* [What is being asked] Return every line below exactly, leaving nothing out.

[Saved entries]
▼

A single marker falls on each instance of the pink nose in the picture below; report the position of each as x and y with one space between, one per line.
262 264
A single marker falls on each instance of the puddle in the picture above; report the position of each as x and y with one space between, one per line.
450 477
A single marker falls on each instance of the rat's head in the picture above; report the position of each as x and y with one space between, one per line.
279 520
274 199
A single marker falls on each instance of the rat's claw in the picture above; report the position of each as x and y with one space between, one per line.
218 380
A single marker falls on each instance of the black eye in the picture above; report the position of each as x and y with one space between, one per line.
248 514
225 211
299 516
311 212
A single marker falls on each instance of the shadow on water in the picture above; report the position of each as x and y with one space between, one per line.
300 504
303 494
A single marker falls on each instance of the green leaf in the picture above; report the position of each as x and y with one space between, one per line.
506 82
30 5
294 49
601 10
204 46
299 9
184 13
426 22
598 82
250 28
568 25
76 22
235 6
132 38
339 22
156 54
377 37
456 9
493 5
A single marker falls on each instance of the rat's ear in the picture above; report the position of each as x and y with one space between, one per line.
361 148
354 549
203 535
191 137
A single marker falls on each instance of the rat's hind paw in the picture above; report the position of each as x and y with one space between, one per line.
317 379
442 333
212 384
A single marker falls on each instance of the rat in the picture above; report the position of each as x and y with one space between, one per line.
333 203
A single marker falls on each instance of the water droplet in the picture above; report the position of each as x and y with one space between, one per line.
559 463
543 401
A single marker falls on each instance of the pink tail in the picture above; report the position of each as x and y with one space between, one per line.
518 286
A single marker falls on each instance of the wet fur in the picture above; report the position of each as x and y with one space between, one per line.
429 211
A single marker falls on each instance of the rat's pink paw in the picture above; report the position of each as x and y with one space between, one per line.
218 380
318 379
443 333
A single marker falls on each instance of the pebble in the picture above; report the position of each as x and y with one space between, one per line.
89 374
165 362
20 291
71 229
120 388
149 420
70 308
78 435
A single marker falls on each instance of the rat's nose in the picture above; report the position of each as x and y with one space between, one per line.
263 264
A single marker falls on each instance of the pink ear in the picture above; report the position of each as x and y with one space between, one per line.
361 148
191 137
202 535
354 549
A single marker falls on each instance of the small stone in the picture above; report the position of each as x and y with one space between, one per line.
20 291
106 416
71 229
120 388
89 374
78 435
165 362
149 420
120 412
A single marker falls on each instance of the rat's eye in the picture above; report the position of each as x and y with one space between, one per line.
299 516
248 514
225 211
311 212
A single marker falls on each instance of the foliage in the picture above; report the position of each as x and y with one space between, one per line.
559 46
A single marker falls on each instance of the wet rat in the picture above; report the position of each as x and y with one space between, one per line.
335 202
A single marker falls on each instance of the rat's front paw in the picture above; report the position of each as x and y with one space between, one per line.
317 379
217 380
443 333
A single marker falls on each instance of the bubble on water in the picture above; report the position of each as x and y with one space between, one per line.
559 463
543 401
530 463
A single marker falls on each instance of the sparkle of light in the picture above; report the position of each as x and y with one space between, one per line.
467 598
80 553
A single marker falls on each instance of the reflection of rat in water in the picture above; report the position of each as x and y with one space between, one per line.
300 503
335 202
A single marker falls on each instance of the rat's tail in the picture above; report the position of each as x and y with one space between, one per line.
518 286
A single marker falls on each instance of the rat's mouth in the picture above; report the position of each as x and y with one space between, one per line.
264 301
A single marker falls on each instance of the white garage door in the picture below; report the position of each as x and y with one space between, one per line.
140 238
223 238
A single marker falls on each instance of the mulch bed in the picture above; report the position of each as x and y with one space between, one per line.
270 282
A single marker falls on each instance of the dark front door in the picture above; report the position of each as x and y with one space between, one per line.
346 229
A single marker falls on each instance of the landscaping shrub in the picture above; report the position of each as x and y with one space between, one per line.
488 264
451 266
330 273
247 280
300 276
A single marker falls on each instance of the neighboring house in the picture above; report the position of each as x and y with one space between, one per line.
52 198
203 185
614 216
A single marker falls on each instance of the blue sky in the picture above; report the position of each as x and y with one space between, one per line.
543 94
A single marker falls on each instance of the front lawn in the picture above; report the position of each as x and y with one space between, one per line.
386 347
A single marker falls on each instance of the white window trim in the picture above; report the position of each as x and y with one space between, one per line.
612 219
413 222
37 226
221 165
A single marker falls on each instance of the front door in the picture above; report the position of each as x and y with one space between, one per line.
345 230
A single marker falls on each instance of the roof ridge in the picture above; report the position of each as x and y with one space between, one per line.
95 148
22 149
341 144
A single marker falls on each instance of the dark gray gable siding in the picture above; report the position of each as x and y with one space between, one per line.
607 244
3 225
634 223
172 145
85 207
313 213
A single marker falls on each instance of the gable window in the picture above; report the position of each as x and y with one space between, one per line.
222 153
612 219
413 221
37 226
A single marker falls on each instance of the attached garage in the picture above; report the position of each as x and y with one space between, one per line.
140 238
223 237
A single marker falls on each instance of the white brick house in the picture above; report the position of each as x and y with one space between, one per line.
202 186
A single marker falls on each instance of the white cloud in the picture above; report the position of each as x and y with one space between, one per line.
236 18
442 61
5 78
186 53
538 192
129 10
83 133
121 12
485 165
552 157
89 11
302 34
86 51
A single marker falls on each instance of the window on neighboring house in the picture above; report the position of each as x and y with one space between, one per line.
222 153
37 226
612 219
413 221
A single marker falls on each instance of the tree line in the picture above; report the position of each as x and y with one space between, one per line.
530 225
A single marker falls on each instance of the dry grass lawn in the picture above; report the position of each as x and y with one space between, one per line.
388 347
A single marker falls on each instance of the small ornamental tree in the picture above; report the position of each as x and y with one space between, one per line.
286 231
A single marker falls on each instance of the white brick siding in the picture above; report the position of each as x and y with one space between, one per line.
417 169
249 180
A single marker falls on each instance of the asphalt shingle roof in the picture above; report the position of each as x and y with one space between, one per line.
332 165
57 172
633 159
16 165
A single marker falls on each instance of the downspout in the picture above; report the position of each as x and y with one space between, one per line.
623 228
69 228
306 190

▲

* [Answer to the problem]
A single marker falls on each instance of the pink nose in the picture below; report the position of each as x and y with one space between, one per line.
262 264
A single marker falls on each instance of the puddle in the picture above; report the position of each as x and y with one space between, one per line.
450 477
A single marker falls on each instance of the rat's head in the picture above; report the position of each as x and y with one space between, one per line.
279 520
274 199
A single marker falls on each instance of the rat's claw in the picture above; report the position of each as x and y with one space between, one per line.
218 380
A single marker falls on each instance of the black eye in the picture above; report the position of each as x and y with one space between, one per line.
248 514
225 211
299 516
311 212
A single marker falls on each instance of the shadow on water in the picture above; report the position of each as x and y with one space between, one per line.
300 504
303 494
A single marker falls on each instance of the green leaf in the picture above; report the position of each as x and y with one space between, one per line.
506 82
30 5
294 49
601 10
204 46
299 9
184 13
426 22
598 82
250 28
568 25
76 22
235 6
132 38
339 22
156 54
377 37
456 9
493 5
A single marker falls on each instance of the rat's ear in the picture above; report the position of each as x and y with one space between, one per line.
361 148
354 549
203 535
191 137
A single marker falls on each instance of the rat's hind paw in the picture above; report the position of each as x and y with one space between, one per line.
317 379
442 333
212 384
A single marker falls on each instance of the rat in the picture above; report the position of each as x and y with one space between, one per line.
333 203
A single marker falls on each instance of the water droplet in the picture above; report the position of each as x and y with one space between, one per line.
559 463
543 401
A single marker falls on each instance of the pink tail in the picture above; report the position of each as x and y with one space between, one per line.
518 286
A single marker falls on each instance of the wet fur in the picture above; report the position of each as x and y with one space between, one per line.
429 211
A single marker falls on each instance of the rat's pink paw in the picture above; report the position of each as x and y with one space between, one per line.
218 380
318 379
443 333
A single marker falls on each instance of the pebble in the picture above; report the position of each as x and y with one space between, one per line.
89 374
165 362
20 291
71 229
120 388
149 420
70 308
78 435
A single marker falls on each instance of the rat's nose in the picture above; report the position of each as x and y with one space between, one per line.
263 264
A single marker falls on each instance of the pink ear in the picture above; report the position of each as x and y with one space between, one per line.
361 148
191 137
202 535
354 549
A single marker falls on each instance of the small stone in the picture above; report the position of each as x and y with one space between, one per line.
20 291
106 416
71 229
120 388
89 374
78 435
165 362
149 420
120 412
A single marker falls on each instance of the rat's eye in the picture above; report the position of each as x and y with one space between, one per line.
299 516
248 514
225 211
311 212
A single marker falls on each instance of the foliage in the picture above; report the position of each as x and y with one space between, one per line.
559 46
A single marker falls on each instance of the wet rat in the picture above; report the position of each as x and y with one space between, one per line.
335 202
A single marker falls on each instance of the rat's front paw in the picture above; report the position of each as x and y with one space between, one per line.
317 379
217 380
443 333
A single marker falls on each instance of the bubble on water in the picture above; report the position of each as x and y with one space between, one per line.
559 463
543 401
530 463
A single marker falls on each instance of the sparkle of light in the picture above; report the position of each as x and y with one space between, one per line.
467 598
80 553
A single marker falls on each instance of the reflection of rat in water in the picture above; report the position of each as x and y with one space between, one per line.
300 503
335 202
A single marker falls on each instance of the rat's tail in the picture above; report the position of each as x and y with one space between, one per line.
518 286
A single marker falls on each instance of the rat's mouth in the picture above; report the position of each as x and y with one space between, one per line.
264 301
A single marker falls on each instance of the white garage door in the picture below; report the position of each as x and y with one space between, one per line.
140 238
223 238
A single marker falls on each instance of the mulch bed in the picture above; report the position of each as x and y with one space between, one per line.
270 282
A single marker falls on each instance of the dark front door in the picture above; report the position of each as x and y with one space between, one per line.
346 229
A single marker falls on each instance of the landscaping shrub in the picture above; report the position of each as x and y with one space between, one per line.
488 264
451 266
330 273
247 280
300 276
A single marker falls on each instance of the neighboring house in the picture above; report the position of each as x and y with one space between, one per line.
52 198
203 185
614 216
A single marker falls on each instance of the blue sky in the picture above; report the position of each as x and y with one space between, one per line.
543 94
A single marker falls on each instance of the front lawn in the picture above; report the position of each as x and y with one space between, one per line.
386 347
A single marker falls on each instance of the white window trim in the picture above; report the position of each as x and y with one space between, one per line.
612 219
413 222
37 226
221 165
A single marker falls on each instance of the front door in the picture above; report the position of each as x and y with one space between, one per line.
345 230
A single marker falls on each instance of the roof ridge in the picture above; report the position of each as x and y with one space between, one per line.
95 148
22 149
341 144
A single marker falls on each instance of the dark gray gable siding in the picture above; report the position of each as x and y with one space between, one per line.
607 244
3 225
634 223
172 145
85 207
313 213
A single marker falls on each instance of the gable window in the picture above; report the position of each as x and y with one space between, one per line.
222 153
612 219
413 221
37 226
A single marker falls on each instance of the attached garage in the picture above; report the position of each as x and y with one space between, one per line.
140 238
223 237
A single marker falls on each instance of the white brick house in the picture above; report the position of each as x and y with one space between, one per line.
202 186
A single marker falls on each instance of the white cloud in the picture above; report the position of each as x and y with one space between, one per line.
236 18
442 61
5 78
186 53
538 192
129 10
83 133
121 12
485 165
552 157
89 11
302 34
86 51
A single marker falls on each instance of the window on neighboring house in the picture above; report the position of each as x and y with one space between, one per line.
222 153
37 226
612 219
413 221
A single marker falls on each instance of the tree line in the picture above; report the position of each as x and y with one space between, one per line.
530 225
A single marker falls on each instance of the dry grass lawn in the picture above; report the position of each as x and y with one space between, one per line.
388 347
A single marker falls on each instance of the small ornamental tree in the picture above; report the position of each as x and y with one space between, one per line.
286 231
A single marker falls on each instance of the white brick siding in the picture above; report the position of each as x and y with one space between, one per line.
417 169
249 180
A single marker falls on each instance of the asphalt shingle roof in the picture above; report the position of each as x and y with one space between, one per line.
332 165
57 172
633 159
16 165
A single marker falls on each instance of the downspout in the picture above; report the position of each as x and y with one space between, one per line.
623 228
69 228
306 190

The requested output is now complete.